## PROBLEMS AND TASKS
**1)** Name every competition that the Dado Cavalcanti biography says he won as a head coach.
**2)** Retype the passage of the Dado Cavalcanti biography that begins with the words "On 2 December 2014, Cavalcanti" and ends with "7 June 2016.", keeping it unchanged.

## EXCERPT
* * * * *

Luis Eduardo Barros Cavalcanti (born 9 July 1981), known as Dado Cavalcanti, is a Brazilian professional football coach and former player who played as a left back. He is the current head coach of Náutico.

Early life
Born in Arcoverde and raised in Caruaru, Cavalcanti joined Santa Cruz's youth setup in 1997, aged of 17. Released in 2000, he moved to Naútico, but failed to impress.

Coaching career
Cavalcanti began his career after an invitation from Muricy Ramalho, at that time Náutico first-team trainer, and subsequently joined the youth team's staff. In 2006, after a year as Sport's assistant, he was appointed head coach of Ulbra Ji-Paraná, and went on to win two consecutive Campeonato Rondoniense titles with the club.

Cavalcanti subsequently took over Brazsat FC during the 2008 season, winning the year's Campeonato Brasiliense Terceira Divisão. He subsequently joined Santa Cruz; initially an assistant to Lori Sandri, he became first-team coach after the latter's dismissal in early 2010.

Cavalcanti left Santa in July 2010, and was named América-RN head coach on 13 September. Despite failing to avoid relegation, he remained in charge of the club until the following March, when he was dismissed.

Cavalcanti subsequently managed Central, Icasa, Ypiranga-PE and Luverdense in the following two years, winning the Campeonato Mato-Grossense with the latter. Ahead of the 2013 season, he was appointed Mogi Mirim head coach, taking the club to the semifinals of the year's Campeonato Paulista and being named the best head coach of the tournament.

On 6 May 2013, Cavalcanti was named head coach of Paraná. On 13 December, he was appointed head coach of state rivals Coritiba for the 2014 campaign, but was sacked the following 31 March after being knocked out of the Campeonato Paranaense.

On 13 April 2014, Cavalcanti took over Ponte Preta in the place of departing Vadão, but was relieved from his duties on 21 July. On 12 August, he was named in charge of first club Náutico, leading the club to a 13th position in the Série B.

On 2 December 2014, Cavalcanti was announced as the new head coach of fellow second division side Ceará, being fired the following 12 February with only nine games in charge. Late in the month, he took over Paysandu; he won the 2016 Campeonato Paraense and the 2016 Copa Verde, but was sacked on 7 June 2016.

On 1 August 2016, however, Cavalcanti was again appointed head coach of Paysandu, remaining in charge of the club until the end of the campaign. On 2 December he was named at the helm of Náutico, but left the club on 16 February of the following year. He subsequently managed CRB, only lasting three months in charge.

Cavalcanti returned to Paysandu on 13 February 2018, but was sacked on 12 July. On 17 October, he returned to Paraná, with the club seriously threatened with relegation.

Cavalcanti was sacked from Paraná on 2 April 2019, and was subsequently named head coach of Bahia's under-23 squad late in the month. He left the club in the following April to take over Ferroviária, but was sacked on 1 October.

* * * * *

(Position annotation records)
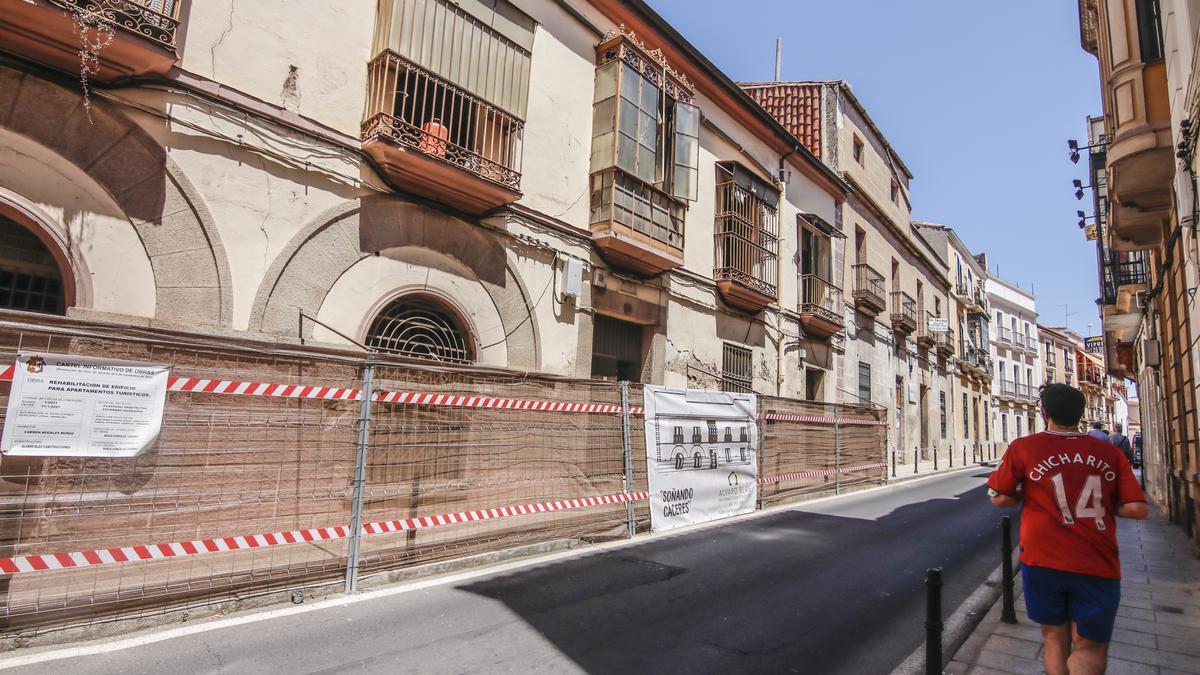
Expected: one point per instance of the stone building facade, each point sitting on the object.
(891, 280)
(580, 193)
(1144, 151)
(1017, 358)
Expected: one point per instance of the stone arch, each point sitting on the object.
(192, 282)
(315, 260)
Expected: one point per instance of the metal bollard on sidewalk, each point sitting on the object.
(1007, 613)
(934, 621)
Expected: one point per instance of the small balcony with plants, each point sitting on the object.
(904, 312)
(745, 243)
(117, 39)
(870, 294)
(820, 306)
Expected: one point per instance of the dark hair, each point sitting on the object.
(1063, 404)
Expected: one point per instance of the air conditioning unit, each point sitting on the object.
(1151, 353)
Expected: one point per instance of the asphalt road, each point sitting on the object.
(835, 586)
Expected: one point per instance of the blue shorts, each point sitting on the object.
(1055, 597)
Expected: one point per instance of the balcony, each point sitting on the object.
(870, 296)
(904, 312)
(143, 35)
(820, 306)
(439, 141)
(1140, 155)
(925, 338)
(747, 244)
(634, 225)
(945, 342)
(1007, 388)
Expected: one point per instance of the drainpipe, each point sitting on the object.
(779, 281)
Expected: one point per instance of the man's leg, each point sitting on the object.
(1057, 649)
(1087, 658)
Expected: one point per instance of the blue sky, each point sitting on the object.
(979, 100)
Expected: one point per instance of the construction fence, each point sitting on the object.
(283, 466)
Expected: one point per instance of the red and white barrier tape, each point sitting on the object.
(503, 512)
(155, 551)
(817, 473)
(19, 565)
(235, 387)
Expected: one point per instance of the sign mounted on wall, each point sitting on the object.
(82, 406)
(701, 455)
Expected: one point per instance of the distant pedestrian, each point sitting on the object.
(1098, 431)
(1073, 487)
(1121, 441)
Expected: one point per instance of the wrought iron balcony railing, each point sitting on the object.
(153, 19)
(904, 311)
(411, 106)
(747, 239)
(869, 287)
(821, 298)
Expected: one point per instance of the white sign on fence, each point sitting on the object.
(701, 455)
(82, 406)
(939, 324)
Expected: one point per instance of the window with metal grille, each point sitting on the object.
(737, 365)
(420, 328)
(864, 382)
(941, 405)
(30, 279)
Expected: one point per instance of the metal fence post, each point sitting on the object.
(1007, 613)
(627, 444)
(837, 452)
(934, 621)
(360, 478)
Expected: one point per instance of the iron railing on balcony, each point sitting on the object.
(821, 298)
(904, 309)
(1007, 388)
(154, 19)
(869, 285)
(1121, 268)
(747, 237)
(624, 199)
(414, 107)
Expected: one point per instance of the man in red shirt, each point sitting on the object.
(1073, 487)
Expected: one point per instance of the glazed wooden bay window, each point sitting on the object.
(447, 93)
(745, 237)
(645, 156)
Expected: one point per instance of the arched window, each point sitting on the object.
(30, 279)
(421, 328)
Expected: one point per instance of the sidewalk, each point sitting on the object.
(1158, 623)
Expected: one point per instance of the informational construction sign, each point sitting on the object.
(83, 406)
(701, 455)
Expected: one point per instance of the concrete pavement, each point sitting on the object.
(1158, 623)
(833, 586)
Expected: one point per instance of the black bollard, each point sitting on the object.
(934, 621)
(1007, 613)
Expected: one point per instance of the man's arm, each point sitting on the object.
(1135, 511)
(1003, 501)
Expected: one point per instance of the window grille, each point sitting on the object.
(30, 279)
(737, 365)
(419, 328)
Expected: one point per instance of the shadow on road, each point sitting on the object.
(792, 591)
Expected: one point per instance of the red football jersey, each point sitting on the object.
(1072, 485)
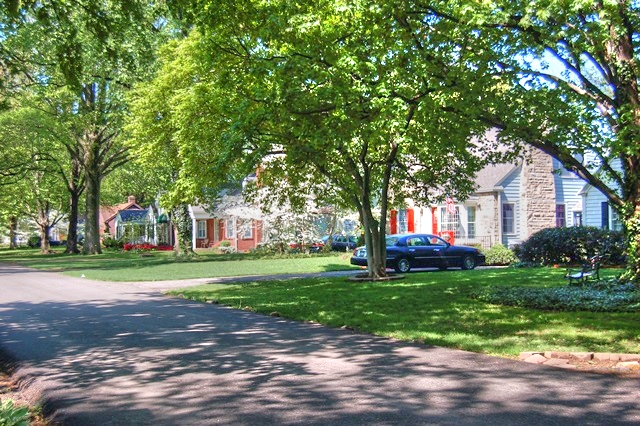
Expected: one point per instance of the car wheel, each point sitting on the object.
(468, 262)
(403, 265)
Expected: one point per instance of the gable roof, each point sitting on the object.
(108, 213)
(492, 175)
(132, 215)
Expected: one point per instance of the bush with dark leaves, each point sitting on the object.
(572, 245)
(609, 296)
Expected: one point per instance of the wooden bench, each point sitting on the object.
(589, 271)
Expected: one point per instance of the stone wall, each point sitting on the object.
(538, 200)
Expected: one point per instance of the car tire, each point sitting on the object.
(403, 265)
(468, 262)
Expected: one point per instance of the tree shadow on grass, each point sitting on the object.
(136, 358)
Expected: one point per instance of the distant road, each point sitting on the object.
(117, 354)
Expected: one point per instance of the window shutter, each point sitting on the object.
(393, 221)
(411, 226)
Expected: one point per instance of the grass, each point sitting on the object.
(128, 266)
(428, 307)
(436, 308)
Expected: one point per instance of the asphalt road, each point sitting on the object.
(117, 354)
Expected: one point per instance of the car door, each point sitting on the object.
(435, 252)
(418, 250)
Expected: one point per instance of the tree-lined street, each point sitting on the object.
(113, 353)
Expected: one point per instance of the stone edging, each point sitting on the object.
(561, 359)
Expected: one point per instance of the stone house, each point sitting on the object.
(511, 202)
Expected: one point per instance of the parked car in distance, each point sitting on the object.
(341, 242)
(407, 251)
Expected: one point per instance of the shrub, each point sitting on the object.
(500, 255)
(572, 245)
(33, 241)
(226, 249)
(111, 243)
(139, 247)
(13, 415)
(608, 297)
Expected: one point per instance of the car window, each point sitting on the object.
(391, 241)
(416, 241)
(437, 241)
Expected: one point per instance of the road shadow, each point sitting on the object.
(141, 358)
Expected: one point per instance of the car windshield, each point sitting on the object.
(391, 241)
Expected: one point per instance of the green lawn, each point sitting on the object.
(116, 266)
(435, 308)
(429, 307)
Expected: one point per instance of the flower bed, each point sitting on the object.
(146, 247)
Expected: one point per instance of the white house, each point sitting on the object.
(511, 202)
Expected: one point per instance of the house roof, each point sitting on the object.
(132, 215)
(108, 213)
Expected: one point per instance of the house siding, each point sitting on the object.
(592, 207)
(511, 194)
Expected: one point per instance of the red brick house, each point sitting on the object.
(107, 215)
(242, 232)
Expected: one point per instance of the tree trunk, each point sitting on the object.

* * * * *

## THE SOLUTIONS
**1)**
Campeonato Rondoniense (two consecutive titles with Ulbra Ji-Paraná)
Campeonato Brasiliense Terceira Divisão
Campeonato Mato-Grossense
2016 Campeonato Paraense
2016 Copa Verde

**2)**
On 2 December 2014, Cavalcanti was announced as the new head coach of fellow second division side Ceará, being fired the following 12 February with only nine games in charge. Late in the month, he took over Paysandu; he won the 2016 Campeonato Paraense and the 2016 Copa Verde, but was sacked on 7 June 2016.